» **Short problem**: Gather every line in the data below that contains the word "gray".
***** The records *****
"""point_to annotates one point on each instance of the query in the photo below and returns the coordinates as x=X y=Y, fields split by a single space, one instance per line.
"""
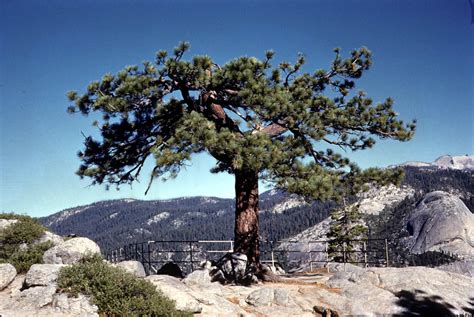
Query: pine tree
x=346 y=227
x=258 y=121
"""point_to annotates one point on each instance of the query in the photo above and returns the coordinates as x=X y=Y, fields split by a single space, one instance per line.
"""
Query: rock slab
x=42 y=274
x=134 y=267
x=70 y=251
x=7 y=274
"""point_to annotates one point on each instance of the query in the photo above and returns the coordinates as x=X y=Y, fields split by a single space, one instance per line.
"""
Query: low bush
x=114 y=291
x=23 y=259
x=16 y=240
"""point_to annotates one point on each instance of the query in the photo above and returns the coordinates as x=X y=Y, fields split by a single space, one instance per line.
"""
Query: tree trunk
x=246 y=216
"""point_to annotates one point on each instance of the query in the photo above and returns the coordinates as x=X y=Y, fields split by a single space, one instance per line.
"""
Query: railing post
x=327 y=256
x=273 y=259
x=310 y=258
x=344 y=254
x=365 y=254
x=191 y=253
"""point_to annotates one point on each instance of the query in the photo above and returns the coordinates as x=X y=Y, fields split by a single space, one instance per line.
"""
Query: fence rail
x=152 y=254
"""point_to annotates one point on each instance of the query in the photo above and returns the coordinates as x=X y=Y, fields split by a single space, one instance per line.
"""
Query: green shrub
x=114 y=291
x=22 y=260
x=16 y=239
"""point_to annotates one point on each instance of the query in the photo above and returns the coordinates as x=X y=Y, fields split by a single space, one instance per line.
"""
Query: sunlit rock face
x=441 y=222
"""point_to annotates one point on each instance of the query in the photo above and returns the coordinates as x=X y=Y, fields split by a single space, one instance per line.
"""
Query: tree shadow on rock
x=470 y=309
x=418 y=303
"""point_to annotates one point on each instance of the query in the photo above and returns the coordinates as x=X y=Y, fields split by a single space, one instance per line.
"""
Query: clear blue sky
x=423 y=58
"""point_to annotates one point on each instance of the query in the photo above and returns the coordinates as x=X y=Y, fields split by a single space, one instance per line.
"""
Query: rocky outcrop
x=70 y=251
x=4 y=223
x=134 y=267
x=198 y=277
x=233 y=268
x=176 y=290
x=465 y=267
x=268 y=296
x=441 y=222
x=36 y=295
x=42 y=274
x=7 y=274
x=49 y=236
x=398 y=290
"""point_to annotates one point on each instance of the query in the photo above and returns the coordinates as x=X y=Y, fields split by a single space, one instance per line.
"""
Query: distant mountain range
x=115 y=223
x=465 y=162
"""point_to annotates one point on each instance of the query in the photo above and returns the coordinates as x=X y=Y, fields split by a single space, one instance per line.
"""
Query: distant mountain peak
x=461 y=162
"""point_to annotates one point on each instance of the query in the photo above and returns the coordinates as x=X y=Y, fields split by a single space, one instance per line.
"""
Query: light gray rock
x=270 y=296
x=233 y=268
x=173 y=288
x=42 y=274
x=134 y=267
x=199 y=277
x=70 y=251
x=4 y=223
x=75 y=306
x=441 y=222
x=465 y=267
x=49 y=236
x=7 y=274
x=390 y=290
x=32 y=298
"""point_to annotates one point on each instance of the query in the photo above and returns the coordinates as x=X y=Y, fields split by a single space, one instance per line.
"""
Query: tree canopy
x=274 y=123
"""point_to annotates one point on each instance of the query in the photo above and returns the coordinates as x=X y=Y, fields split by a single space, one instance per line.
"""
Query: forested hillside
x=118 y=222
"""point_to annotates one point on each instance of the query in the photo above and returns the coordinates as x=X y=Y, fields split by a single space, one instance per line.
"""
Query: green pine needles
x=279 y=124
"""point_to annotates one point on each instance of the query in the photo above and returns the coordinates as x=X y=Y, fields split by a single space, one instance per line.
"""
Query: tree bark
x=246 y=236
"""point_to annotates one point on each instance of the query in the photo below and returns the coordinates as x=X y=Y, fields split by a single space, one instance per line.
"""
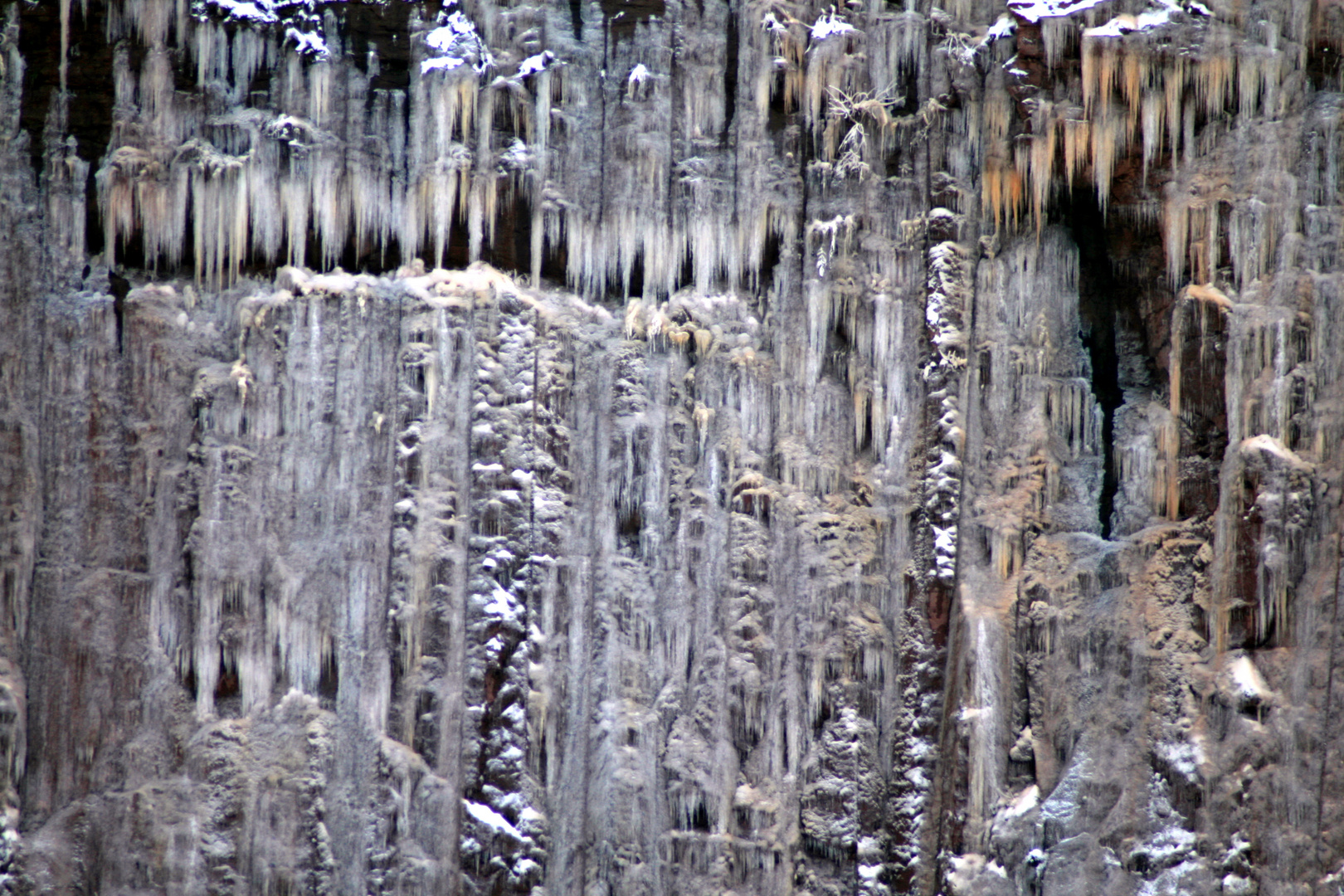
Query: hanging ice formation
x=738 y=446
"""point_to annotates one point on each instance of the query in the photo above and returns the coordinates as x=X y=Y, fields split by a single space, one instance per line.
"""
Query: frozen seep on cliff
x=763 y=448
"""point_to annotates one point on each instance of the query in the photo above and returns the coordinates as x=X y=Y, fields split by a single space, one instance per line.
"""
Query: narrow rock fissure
x=1110 y=261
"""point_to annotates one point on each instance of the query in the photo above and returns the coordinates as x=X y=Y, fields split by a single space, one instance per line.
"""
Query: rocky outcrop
x=761 y=448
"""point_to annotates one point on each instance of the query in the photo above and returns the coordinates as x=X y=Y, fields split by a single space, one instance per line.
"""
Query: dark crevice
x=1101 y=297
x=730 y=77
x=577 y=17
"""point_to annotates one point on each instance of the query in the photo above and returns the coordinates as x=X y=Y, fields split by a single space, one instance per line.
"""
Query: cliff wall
x=671 y=448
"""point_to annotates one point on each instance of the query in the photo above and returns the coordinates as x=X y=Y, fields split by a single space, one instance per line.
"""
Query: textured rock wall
x=890 y=449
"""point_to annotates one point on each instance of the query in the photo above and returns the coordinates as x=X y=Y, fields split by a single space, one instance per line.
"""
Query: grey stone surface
x=765 y=448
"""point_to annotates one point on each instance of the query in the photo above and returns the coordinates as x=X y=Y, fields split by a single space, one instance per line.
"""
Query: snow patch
x=1036 y=10
x=533 y=65
x=830 y=24
x=492 y=820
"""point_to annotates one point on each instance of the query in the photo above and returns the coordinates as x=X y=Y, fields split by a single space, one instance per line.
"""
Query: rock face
x=765 y=448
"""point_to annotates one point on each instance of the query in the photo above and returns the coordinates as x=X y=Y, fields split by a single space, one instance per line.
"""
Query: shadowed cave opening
x=1113 y=260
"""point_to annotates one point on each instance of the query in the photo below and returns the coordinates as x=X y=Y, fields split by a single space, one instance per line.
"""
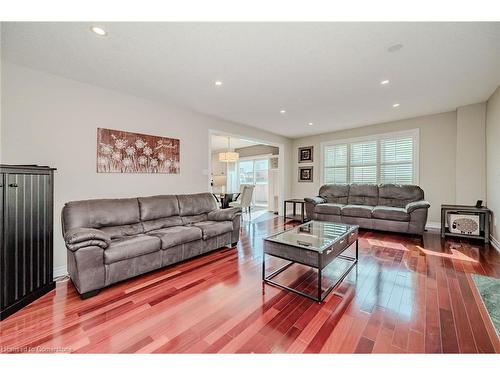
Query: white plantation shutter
x=383 y=159
x=336 y=164
x=363 y=166
x=396 y=160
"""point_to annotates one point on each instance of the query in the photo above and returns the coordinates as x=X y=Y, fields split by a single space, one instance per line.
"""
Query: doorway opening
x=236 y=163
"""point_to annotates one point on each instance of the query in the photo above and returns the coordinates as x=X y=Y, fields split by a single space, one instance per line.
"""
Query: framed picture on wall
x=305 y=174
x=119 y=151
x=306 y=154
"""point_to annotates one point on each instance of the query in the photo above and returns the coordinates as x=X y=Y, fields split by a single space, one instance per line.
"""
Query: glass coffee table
x=315 y=244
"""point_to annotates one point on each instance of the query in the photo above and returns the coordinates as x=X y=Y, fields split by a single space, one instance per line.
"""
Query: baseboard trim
x=60 y=271
x=495 y=243
x=433 y=225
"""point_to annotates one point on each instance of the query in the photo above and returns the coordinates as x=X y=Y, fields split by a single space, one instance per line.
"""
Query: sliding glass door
x=256 y=172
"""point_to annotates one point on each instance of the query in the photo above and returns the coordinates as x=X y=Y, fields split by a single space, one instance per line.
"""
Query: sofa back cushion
x=99 y=213
x=196 y=204
x=335 y=193
x=363 y=194
x=158 y=207
x=393 y=195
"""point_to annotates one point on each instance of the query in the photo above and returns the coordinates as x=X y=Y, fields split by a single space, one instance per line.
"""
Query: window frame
x=413 y=133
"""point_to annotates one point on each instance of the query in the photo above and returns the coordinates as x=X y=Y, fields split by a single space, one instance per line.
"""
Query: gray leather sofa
x=388 y=207
x=110 y=240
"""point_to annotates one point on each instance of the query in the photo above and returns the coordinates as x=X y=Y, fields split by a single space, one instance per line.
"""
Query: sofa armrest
x=315 y=200
x=412 y=206
x=82 y=237
x=224 y=214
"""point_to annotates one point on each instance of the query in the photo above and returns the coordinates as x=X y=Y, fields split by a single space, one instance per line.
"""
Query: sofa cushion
x=328 y=208
x=355 y=210
x=214 y=228
x=123 y=230
x=165 y=222
x=195 y=204
x=98 y=213
x=399 y=195
x=188 y=220
x=130 y=247
x=158 y=206
x=335 y=193
x=390 y=213
x=176 y=235
x=363 y=194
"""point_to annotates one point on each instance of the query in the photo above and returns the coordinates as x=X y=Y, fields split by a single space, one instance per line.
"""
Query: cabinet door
x=27 y=254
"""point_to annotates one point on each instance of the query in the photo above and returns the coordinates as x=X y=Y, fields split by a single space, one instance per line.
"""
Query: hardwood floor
x=405 y=297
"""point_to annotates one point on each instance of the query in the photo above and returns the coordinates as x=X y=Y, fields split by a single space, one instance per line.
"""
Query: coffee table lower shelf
x=321 y=295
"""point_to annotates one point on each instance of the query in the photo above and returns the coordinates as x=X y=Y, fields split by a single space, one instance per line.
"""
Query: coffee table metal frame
x=321 y=264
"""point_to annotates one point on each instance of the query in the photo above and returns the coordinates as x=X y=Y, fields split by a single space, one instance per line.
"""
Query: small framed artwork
x=306 y=154
x=305 y=174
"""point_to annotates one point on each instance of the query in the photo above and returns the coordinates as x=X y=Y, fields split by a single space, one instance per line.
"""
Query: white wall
x=471 y=154
x=493 y=162
x=50 y=120
x=438 y=156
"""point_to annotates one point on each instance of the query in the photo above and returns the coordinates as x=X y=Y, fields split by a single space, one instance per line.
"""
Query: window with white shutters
x=396 y=160
x=336 y=164
x=388 y=158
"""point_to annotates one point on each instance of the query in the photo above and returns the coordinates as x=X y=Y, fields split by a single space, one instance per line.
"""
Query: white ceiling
x=325 y=73
x=220 y=142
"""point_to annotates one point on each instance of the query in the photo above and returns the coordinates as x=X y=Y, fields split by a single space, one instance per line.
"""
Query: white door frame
x=281 y=159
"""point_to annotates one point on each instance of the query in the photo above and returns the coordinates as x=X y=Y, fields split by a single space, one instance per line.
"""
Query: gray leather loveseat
*****
» **Solution to this problem**:
Query: light gray rock
Query: gray leather sofa
Query: gray leather loveseat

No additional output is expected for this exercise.